## START DATA IN THIS EXERCISE
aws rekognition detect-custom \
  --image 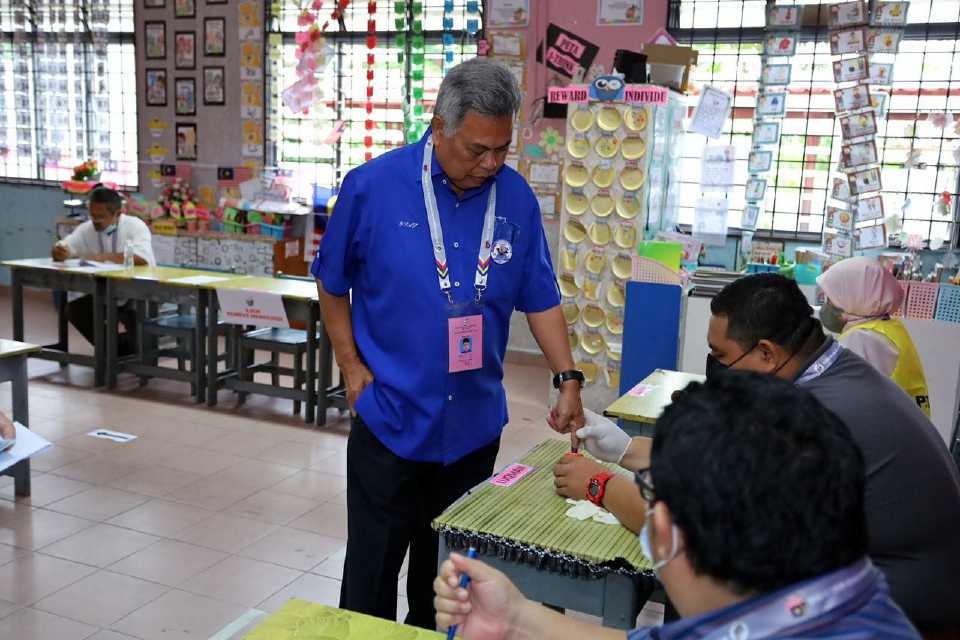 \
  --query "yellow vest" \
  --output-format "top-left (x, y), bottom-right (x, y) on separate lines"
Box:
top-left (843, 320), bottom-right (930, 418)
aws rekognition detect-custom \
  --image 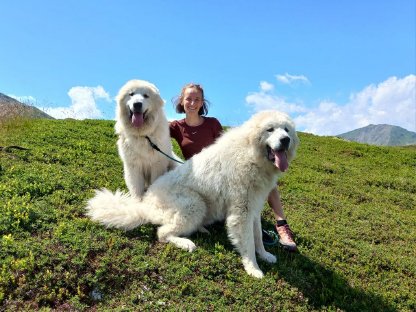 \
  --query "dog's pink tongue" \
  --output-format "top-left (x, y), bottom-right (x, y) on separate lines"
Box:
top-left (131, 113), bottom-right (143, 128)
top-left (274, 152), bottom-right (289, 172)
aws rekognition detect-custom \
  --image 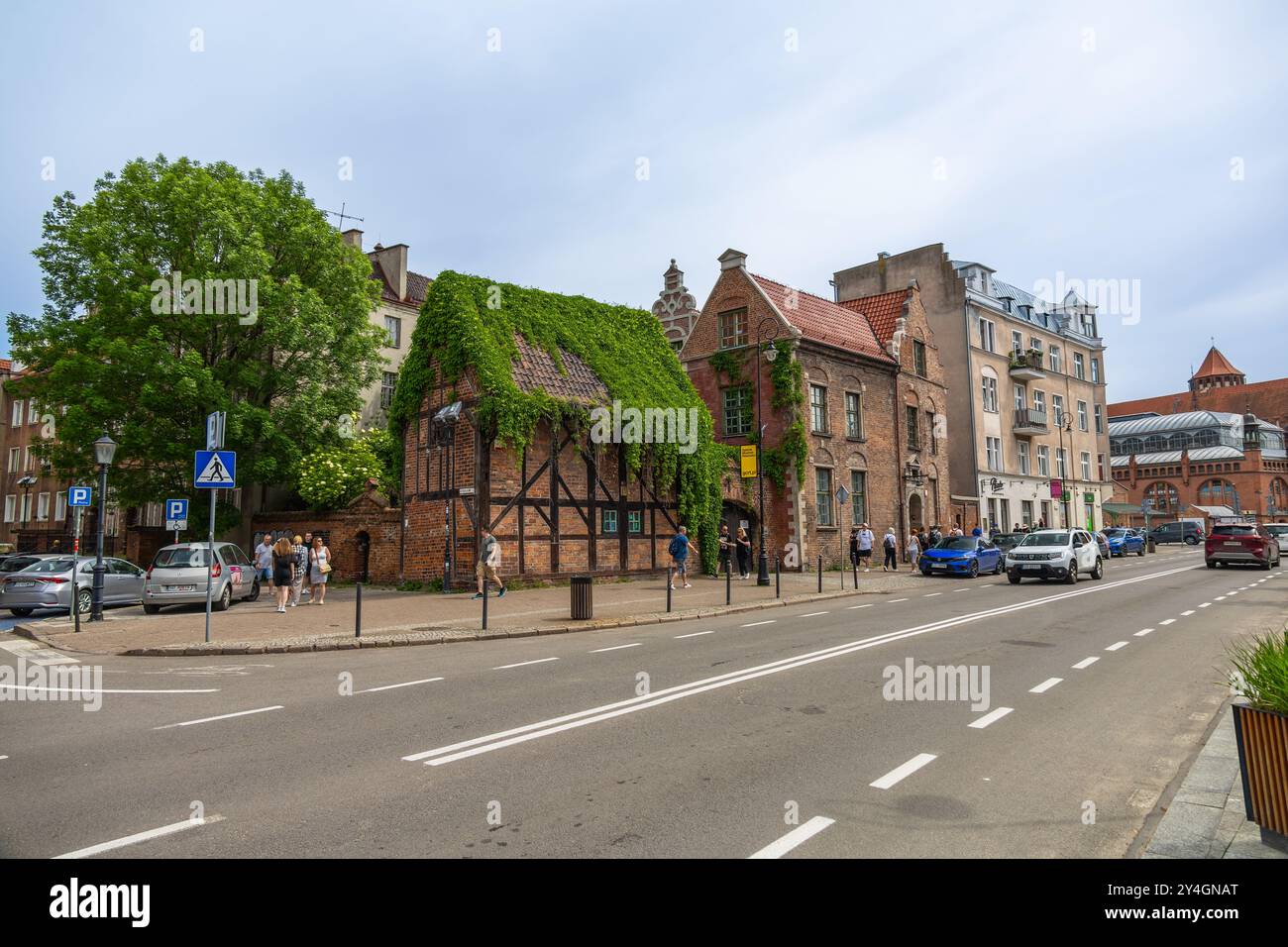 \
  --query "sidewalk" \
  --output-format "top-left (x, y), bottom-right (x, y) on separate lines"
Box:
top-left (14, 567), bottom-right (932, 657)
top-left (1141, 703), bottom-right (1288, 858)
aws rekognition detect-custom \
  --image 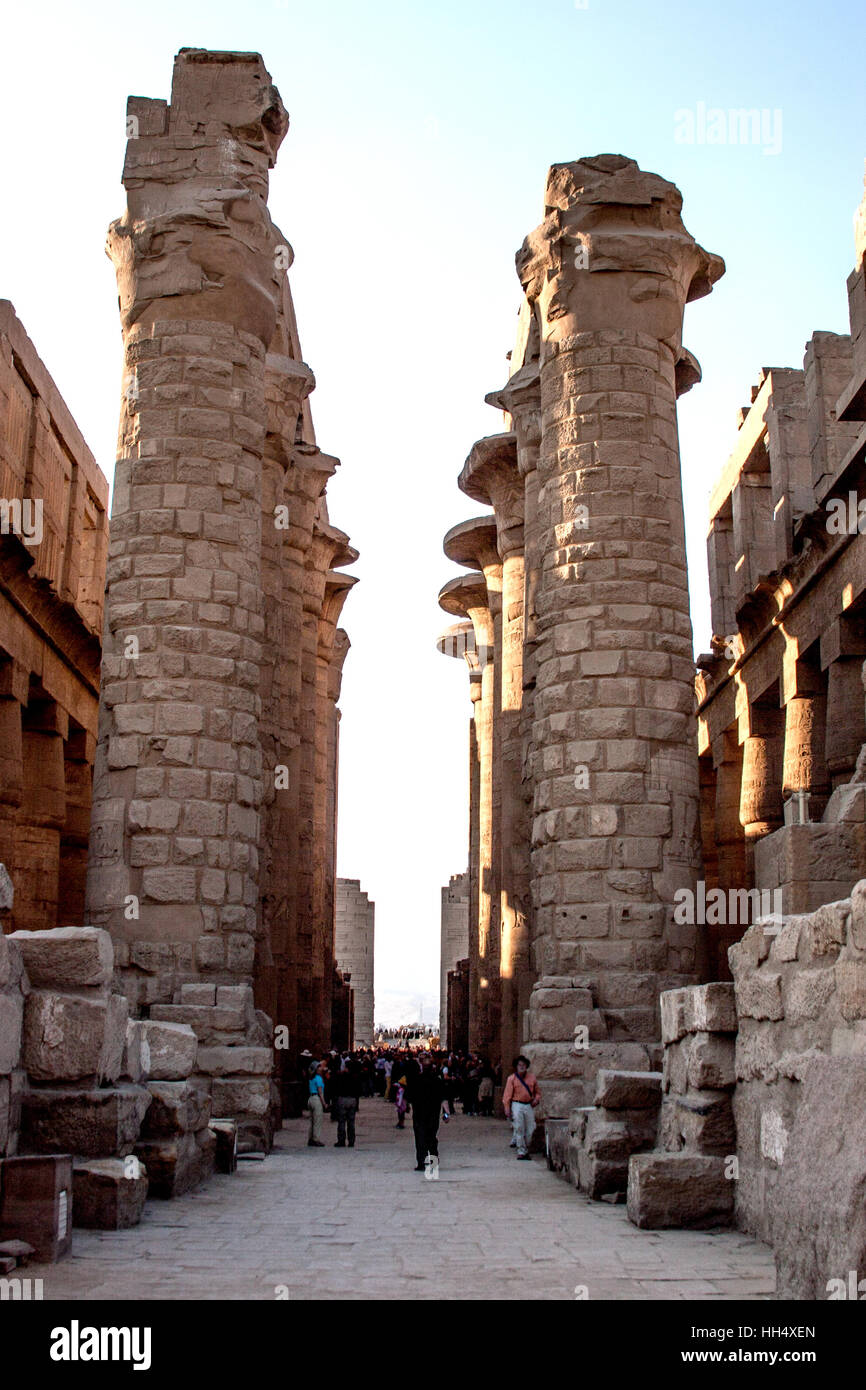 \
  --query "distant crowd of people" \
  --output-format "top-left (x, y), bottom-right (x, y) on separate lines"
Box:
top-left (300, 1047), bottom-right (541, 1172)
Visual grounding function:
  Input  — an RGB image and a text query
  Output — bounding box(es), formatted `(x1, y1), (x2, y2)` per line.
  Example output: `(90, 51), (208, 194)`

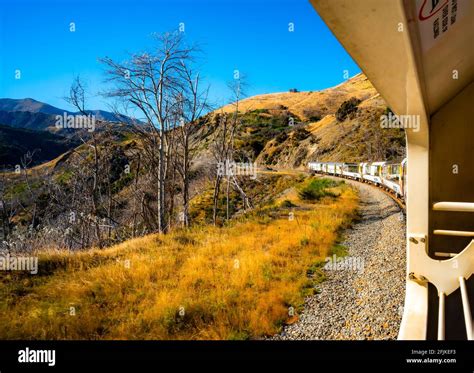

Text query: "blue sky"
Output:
## END DATA IN THIS EXERCISE
* EXERCISE OBJECTIVE *
Locate each line of the material above that contains the string "left" and copy those lines. The match is case-sensitive.

* ANSWER BELOW *
  --output-format "top-left (x, y), bottom-right (x, y) on separate lines"
top-left (843, 320), bottom-right (930, 418)
  --output-format "top-left (x, y), bottom-right (x, y) on separate lines"
top-left (131, 113), bottom-right (143, 128)
top-left (274, 152), bottom-right (289, 172)
  --output-format "top-left (x, y), bottom-right (x, y) on separate lines"
top-left (14, 567), bottom-right (932, 657)
top-left (1141, 703), bottom-right (1288, 858)
  --output-format "top-left (x, y), bottom-right (x, y) on separate lines"
top-left (300, 1047), bottom-right (541, 1172)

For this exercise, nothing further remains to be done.